-------- Data for this task

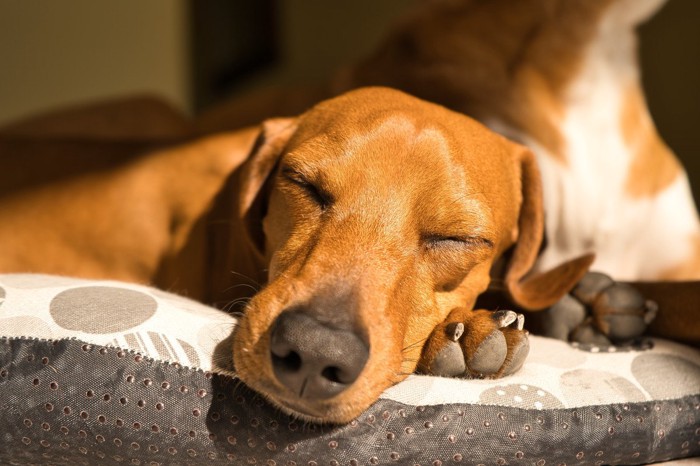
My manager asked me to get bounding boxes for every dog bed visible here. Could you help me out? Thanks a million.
[0,275,700,466]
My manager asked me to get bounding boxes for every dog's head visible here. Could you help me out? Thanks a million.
[234,88,592,423]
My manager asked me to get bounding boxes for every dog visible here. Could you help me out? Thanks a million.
[200,0,700,344]
[0,88,592,423]
[335,0,700,281]
[199,0,700,282]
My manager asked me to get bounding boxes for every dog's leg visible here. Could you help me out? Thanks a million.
[419,308,530,378]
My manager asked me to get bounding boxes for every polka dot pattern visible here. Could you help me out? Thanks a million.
[49,286,158,334]
[0,338,700,466]
[0,275,700,466]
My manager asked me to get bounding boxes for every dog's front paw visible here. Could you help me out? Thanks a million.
[419,308,530,378]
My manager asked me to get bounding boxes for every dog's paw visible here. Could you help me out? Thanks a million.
[419,309,530,378]
[543,272,658,346]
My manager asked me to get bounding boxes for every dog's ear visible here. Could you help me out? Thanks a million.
[207,118,297,306]
[505,146,594,310]
[238,118,297,258]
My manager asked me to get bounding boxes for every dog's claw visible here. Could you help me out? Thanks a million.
[493,311,518,328]
[445,322,464,341]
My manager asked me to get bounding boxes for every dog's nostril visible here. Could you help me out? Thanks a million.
[270,312,369,399]
[321,367,343,383]
[272,351,301,372]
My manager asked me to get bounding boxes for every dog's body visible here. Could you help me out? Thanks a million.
[338,0,700,280]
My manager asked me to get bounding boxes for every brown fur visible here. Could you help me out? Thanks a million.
[227,89,590,422]
[337,0,612,161]
[620,85,682,198]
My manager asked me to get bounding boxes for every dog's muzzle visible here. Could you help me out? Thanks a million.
[270,311,369,400]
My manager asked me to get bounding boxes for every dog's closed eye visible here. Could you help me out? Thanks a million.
[281,167,334,210]
[421,233,493,250]
[421,234,494,291]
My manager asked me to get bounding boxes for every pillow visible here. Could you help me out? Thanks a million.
[0,275,700,466]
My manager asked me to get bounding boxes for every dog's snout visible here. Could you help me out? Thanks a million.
[270,312,369,399]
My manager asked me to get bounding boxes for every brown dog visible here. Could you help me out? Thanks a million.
[0,88,591,422]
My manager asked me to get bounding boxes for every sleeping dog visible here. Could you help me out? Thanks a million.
[0,88,592,422]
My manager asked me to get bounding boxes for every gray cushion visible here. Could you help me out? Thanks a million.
[0,275,700,466]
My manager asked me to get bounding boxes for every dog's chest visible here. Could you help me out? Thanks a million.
[486,26,699,280]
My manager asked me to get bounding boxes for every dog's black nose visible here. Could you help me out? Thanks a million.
[270,312,369,399]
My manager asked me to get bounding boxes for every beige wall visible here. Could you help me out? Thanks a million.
[0,0,189,124]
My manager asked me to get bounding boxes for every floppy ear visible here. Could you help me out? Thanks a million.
[505,146,594,310]
[238,118,297,258]
[208,118,297,305]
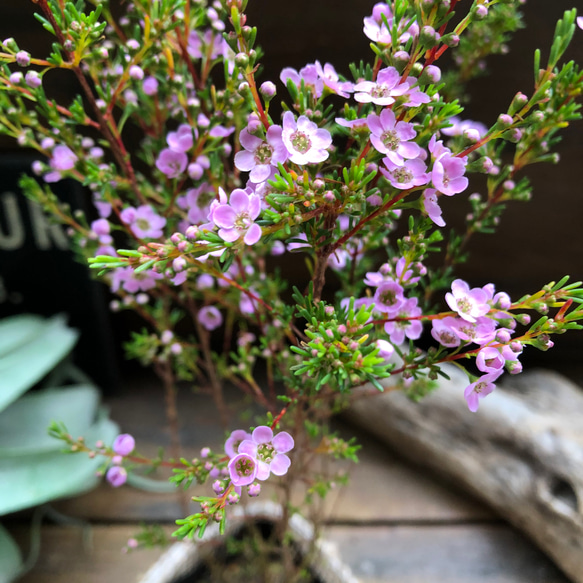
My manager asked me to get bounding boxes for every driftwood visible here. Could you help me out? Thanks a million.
[347,367,583,583]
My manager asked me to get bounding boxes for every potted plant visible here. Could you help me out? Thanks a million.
[0,0,583,580]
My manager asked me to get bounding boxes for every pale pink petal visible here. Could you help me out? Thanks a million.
[271,431,294,453]
[252,425,273,443]
[269,453,291,476]
[235,150,255,172]
[243,223,261,245]
[229,188,249,214]
[255,460,269,480]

----------------

- **Requirements**
Return the lines from the start of the stored data through the line holding "[270,311,369,400]", inclusive, exactly as they appear. Leave the pictures out of your answer.

- **Correct response**
My manager asked me to get bounding boxes for every dog bed visible here. Could you help me out? Thanks a million.
[0,275,700,466]
My manager asked me to get bounding boxes for every dog's head visible here. Could you help me out? Thanks a million.
[234,88,592,423]
My manager asked me to get bounding boxes for every dog visible here. Could you help me out? Thanks a million.
[200,0,700,344]
[0,88,592,423]
[335,0,700,281]
[199,0,700,282]
My manager asked me to get bounding boxes for every dog's leg visible here. Could you help me out? Thanks a million.
[419,308,530,378]
My manager asked me to get bounding boxes for every polka dot pattern visible here. Could you help me out? Thanks a million.
[49,286,158,334]
[0,338,700,466]
[0,275,700,466]
My manager asked me to get bounding boxes for every dog's front paw visible here. Could you help me out? Thanks a million.
[419,308,530,378]
My manager asked me to get bounding boxes for every dog's paw visible here. Could you help me out? Thanks a million.
[419,309,530,378]
[543,272,658,346]
My manager asked me to get bounding boxes for every dog's ear visible here. Could you help me out? Thanks a million.
[207,118,297,306]
[505,146,594,310]
[238,118,297,258]
My manager asked me to get bounding boxes for every dog's claw visible here. Could you help me out? Thanks a million.
[493,311,518,328]
[445,322,464,341]
My manager asked me to get bounding boxes for every dog's nostril visible here. Could you help me out? Thanks a million.
[270,312,369,399]
[321,367,343,383]
[272,351,301,372]
My manager asked me to get bounding boxes for every dog's body visible here. Could you help me out? Thanks a million.
[338,0,700,280]
My manager asked me to get bounding boxes for every brown fur visible here. Could you help me out? Thanks a million.
[227,89,590,422]
[337,0,612,161]
[620,85,682,198]
My manager asked me to get bounding boxes for every dog's muzzle visible here. Could you help me out? Thanks a million.
[270,311,369,400]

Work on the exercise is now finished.